[Opening Materials provided section]

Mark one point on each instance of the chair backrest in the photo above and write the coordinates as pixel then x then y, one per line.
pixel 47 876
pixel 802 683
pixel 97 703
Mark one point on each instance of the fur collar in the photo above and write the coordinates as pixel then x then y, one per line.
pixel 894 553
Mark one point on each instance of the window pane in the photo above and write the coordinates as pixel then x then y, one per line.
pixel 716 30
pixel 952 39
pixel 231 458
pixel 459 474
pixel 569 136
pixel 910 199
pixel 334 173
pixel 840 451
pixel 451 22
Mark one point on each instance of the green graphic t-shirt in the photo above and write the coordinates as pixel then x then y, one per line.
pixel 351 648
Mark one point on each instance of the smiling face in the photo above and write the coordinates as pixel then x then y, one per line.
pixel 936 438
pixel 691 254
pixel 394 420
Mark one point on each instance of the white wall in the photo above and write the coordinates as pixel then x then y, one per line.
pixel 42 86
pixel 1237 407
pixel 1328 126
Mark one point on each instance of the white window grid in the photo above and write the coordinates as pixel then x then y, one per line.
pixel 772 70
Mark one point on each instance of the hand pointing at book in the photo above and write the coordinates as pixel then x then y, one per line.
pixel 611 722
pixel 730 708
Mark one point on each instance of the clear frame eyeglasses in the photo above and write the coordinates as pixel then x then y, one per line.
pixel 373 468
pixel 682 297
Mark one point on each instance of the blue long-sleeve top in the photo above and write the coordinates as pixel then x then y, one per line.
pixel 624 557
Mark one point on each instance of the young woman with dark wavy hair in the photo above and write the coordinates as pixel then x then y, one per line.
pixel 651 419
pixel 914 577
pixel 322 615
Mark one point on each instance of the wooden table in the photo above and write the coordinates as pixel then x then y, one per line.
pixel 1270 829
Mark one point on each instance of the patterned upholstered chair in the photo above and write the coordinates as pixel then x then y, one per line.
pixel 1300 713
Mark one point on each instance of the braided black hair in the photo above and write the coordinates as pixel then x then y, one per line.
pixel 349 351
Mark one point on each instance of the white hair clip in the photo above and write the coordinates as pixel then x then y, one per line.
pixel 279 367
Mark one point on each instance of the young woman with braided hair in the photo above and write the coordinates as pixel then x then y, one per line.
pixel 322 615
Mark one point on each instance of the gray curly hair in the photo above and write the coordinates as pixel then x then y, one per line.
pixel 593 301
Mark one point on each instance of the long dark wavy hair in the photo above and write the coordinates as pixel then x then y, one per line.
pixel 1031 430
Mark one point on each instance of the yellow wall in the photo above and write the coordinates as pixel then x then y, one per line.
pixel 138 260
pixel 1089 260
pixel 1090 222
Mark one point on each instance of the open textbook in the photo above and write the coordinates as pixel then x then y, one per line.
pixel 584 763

[Closing Materials provided section]

How to complete this task
Every entry must be output again, exactly as written above.

Result for this exercise
Mark one point on each instance of the chair backrest in the photo above and write the coordinates as pixel then x then y, one per line.
pixel 47 876
pixel 802 683
pixel 97 703
Mark one point on each instance of the fur collar in the photo above and write the coordinates as pixel then x then y, one per line.
pixel 894 553
Mark one point on each instance of the window pane in the photo above and write the coordinates as pixel then x then y, one per line.
pixel 716 30
pixel 952 39
pixel 231 458
pixel 459 474
pixel 569 136
pixel 910 199
pixel 334 173
pixel 840 451
pixel 451 22
Mark one point on each instance of the green graphic t-shirt in the photo above and write the coordinates as pixel then x then y, one per line.
pixel 351 648
Mark one point on each instance of the smiling face in the photo above and write the coordinates as pixel then x then y, one per line.
pixel 936 438
pixel 691 254
pixel 394 420
Mark one point on each instance of the white wall in the photo above and write the coordinates as pixel then x then y, one per line.
pixel 42 86
pixel 1237 407
pixel 1328 126
Mark one point on each instance of the white window grid in the photo above and write the coordinates as pixel then x then y, one per line.
pixel 772 70
Mark one point on each instance of the hand pointing at book in the photo above and write the coordinates as pixel then x then y, one per line.
pixel 611 722
pixel 730 708
Mark one point on each instance of the clear frame eyeglasses in the photo above and write the coordinates as pixel then x then y, one per line.
pixel 373 468
pixel 682 297
Mark one point on each instance of the blue long-sleeve top in the photo above and write the coordinates as pixel then x then y, one per line.
pixel 624 557
Mark one point on each instance of the young woman with dark wavy hair in the photo above and write the coordinates as pixel then x then y, one per line.
pixel 651 419
pixel 914 577
pixel 322 615
Mark one point on each instance of the wooden table in the photo above and write the coordinates as pixel then x then y, one per line.
pixel 1270 829
Mark one point on each instance of the patterned upholstered chair in the photo above and write the coordinates as pixel then x then y, one per line.
pixel 1300 713
Mark one point on each instance of the braided black hair in the photo above and write the coordinates as pixel then x then y, one per line.
pixel 349 351
Mark one point on each instance of the white hair clip in the photo above and write the coordinates as pixel then x then y, one per line.
pixel 279 367
Mark one point on each instance of the young woman with braided hair in the photo above and write the coordinates as pixel then x then y, one per line.
pixel 322 615
Mark one point on each instance of the gray curly hair in the photo above and write the coordinates as pixel then x then y, one per line.
pixel 593 301
Mark one point on each instance of the long dark wavy hair in the photo above and write the coordinates as pixel then x then y, one per line.
pixel 1031 430
Mark one point on each instance of the yellow wall in the photo above and write the coordinates as pixel then x then y, one per line.
pixel 138 260
pixel 1089 260
pixel 1090 222
Mark one point on each instance of the open textbook in the photo above and write the coordinates as pixel then x then y, one per line.
pixel 584 763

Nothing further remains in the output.